Blocco di testo |
========================

Il DDL Lavoro prevede la facoltà di richiedere la costituzione di rendita vitalizia, per il lavoratore, senza limiti di tempo. Si tratta, nello specifico, della possibilità, prevista dall’art. 13 della Legge n. 1338/1962, di riscattare i periodi di lavoro per i quali i relativi contributi non sono stati versati e che risultano ormai prescritti. Il disegno di legge sottolinea però la necessità di provare l’esistenza del rapporto lavorativo: in relazione ai periodi con contribuzione obbligatoria omessa e prescritta è infatti necessario presentare all’INPS documenti di data certa.
Il DDL Lavoro è stato approvato alla Camera dei Deputati ed ora è all’esame del Senato. Diverse risultano le disposizioni in materia previdenziale stralciate, tra cui la possibilità di ricongiunzione gratuita, con il solo trasferimento del montante contributivo, nonché di ricongiunzione da e verso la gestione separata. Fortunatamente, resta in piedi la facoltà di richiedere la costituzione di rendita vitalizia, per il lavoratore, senza limiti di tempo.
Si tratta, nello specifico, della possibilità (art. 13 Legge n. 1338/1962) di riscattare i periodi di lavoro per i quali i relativi contributi non sono stati versati e che risultano ormai prescritti. Sul termine di prescrizione relativo all’esercizio di questa facoltà si è discusso ampiamente, negli ultimi anni: l’art. 21 del DDL Lavoro approvato alla Camera mette fine ai dubbi in merito e, pur confermando i termini di prescrizione per la costituzione di rendita vitalizia con onere a carico del datore di lavoro, non prevede termini massimi relativi alla possibilità di riscatto dei periodi omessi e prescritti, con costo a carico del lavoratore.

========================

Compito assegnato |
Restituisci parola per parola il tratto del testo sul DDL Lavoro che inizia con le parole contenenti "Si tratta, nello specifico, della possibilità (art." e termina con "carico del lavoratore.".

Materiale estratto |
========================

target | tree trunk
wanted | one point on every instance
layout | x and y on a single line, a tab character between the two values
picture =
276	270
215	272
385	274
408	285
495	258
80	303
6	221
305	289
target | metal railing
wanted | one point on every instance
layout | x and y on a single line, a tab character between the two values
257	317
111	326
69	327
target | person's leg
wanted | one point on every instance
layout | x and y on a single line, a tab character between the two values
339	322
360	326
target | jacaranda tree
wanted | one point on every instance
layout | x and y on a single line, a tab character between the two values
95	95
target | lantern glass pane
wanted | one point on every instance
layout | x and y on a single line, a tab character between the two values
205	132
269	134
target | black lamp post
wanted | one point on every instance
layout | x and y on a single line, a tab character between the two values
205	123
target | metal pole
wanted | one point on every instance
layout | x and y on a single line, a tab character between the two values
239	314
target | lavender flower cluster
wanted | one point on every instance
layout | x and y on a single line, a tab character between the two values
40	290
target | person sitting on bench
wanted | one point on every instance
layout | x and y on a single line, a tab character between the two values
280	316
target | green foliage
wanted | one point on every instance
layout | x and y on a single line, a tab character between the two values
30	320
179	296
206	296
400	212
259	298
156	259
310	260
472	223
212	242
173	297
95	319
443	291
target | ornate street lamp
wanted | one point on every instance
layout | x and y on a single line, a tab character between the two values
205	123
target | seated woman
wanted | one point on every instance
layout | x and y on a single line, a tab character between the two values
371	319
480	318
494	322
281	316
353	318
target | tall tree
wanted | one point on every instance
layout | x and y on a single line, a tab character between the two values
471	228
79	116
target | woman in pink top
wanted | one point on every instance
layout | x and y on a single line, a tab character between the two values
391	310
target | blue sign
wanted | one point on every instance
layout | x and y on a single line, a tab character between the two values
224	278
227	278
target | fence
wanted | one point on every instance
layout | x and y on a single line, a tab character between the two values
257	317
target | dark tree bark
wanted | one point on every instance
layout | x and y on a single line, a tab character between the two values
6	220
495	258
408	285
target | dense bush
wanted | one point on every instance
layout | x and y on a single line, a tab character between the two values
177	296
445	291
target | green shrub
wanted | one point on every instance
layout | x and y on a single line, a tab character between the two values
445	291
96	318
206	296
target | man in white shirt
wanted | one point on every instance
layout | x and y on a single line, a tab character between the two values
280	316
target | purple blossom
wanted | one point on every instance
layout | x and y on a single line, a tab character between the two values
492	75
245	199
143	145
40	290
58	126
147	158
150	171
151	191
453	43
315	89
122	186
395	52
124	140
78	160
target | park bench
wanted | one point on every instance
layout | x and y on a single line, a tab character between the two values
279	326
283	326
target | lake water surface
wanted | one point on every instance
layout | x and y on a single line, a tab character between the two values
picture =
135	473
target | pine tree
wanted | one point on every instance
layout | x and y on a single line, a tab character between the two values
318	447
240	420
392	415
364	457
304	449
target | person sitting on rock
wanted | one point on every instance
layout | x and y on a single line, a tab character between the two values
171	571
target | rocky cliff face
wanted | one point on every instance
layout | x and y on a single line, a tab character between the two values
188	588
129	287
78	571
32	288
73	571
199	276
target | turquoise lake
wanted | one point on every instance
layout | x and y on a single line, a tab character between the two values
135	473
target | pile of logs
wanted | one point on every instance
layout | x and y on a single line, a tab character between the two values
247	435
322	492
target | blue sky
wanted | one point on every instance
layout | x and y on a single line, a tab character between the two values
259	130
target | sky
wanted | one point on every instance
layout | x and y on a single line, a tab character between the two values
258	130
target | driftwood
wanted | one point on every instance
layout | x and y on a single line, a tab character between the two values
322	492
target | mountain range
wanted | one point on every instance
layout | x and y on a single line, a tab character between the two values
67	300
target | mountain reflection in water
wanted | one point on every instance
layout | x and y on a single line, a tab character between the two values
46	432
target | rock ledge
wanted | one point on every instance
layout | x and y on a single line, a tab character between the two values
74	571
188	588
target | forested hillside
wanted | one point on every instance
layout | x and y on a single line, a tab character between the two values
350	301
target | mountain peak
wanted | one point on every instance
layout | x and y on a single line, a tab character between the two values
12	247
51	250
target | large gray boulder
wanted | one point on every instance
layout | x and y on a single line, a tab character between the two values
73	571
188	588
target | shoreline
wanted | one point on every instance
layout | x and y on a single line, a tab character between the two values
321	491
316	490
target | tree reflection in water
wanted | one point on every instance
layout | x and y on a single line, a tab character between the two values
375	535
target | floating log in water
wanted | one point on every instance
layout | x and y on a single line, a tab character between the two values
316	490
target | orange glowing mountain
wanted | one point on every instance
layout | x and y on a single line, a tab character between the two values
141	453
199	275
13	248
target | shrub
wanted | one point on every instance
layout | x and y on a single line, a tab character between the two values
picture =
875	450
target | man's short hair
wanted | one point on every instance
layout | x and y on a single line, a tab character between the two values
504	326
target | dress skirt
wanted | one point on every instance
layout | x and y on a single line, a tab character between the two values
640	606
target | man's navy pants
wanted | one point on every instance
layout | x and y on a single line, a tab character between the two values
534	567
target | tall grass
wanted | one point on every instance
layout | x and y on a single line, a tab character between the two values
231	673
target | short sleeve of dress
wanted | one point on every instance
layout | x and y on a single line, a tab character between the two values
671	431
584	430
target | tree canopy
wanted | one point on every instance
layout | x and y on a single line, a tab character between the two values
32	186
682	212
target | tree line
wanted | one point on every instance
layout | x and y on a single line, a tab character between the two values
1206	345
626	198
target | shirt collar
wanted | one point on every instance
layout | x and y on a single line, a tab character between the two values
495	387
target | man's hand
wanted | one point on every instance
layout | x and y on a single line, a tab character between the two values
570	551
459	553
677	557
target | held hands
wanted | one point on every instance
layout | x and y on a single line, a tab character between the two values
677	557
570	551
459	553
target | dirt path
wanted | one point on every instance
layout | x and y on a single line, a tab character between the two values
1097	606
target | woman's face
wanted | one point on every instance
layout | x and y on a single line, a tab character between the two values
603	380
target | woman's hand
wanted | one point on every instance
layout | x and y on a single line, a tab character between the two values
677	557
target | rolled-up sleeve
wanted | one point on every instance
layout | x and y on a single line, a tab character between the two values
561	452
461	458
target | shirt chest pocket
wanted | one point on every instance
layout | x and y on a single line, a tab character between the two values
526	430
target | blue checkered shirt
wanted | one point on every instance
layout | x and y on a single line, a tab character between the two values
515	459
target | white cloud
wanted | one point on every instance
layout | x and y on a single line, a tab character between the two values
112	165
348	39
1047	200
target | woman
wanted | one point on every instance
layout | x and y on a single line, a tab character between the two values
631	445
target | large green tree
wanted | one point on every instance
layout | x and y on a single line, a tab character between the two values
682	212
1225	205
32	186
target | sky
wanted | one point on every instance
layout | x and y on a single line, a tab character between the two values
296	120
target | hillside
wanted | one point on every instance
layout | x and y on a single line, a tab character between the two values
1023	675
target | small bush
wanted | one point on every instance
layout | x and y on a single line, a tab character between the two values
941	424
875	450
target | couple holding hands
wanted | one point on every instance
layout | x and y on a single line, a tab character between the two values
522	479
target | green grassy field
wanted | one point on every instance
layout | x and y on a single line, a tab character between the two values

========================

Risposta all'esercizio |
Si tratta, nello specifico, della possibilità (art. 13 Legge n. 1338/1962) di riscattare i periodi di lavoro per i quali i relativi contributi non sono stati versati e che risultano ormai prescritti. Sul termine di prescrizione relativo all’esercizio di questa facoltà si è discusso ampiamente, negli ultimi anni: l’art. 21 del DDL Lavoro approvato alla Camera mette fine ai dubbi in merito e, pur confermando i termini di prescrizione per la costituzione di rendita vitalizia con onere a carico del datore di lavoro, non prevede termini massimi relativi alla possibilità di riscatto dei periodi omessi e prescritti, con costo a carico del lavoratore.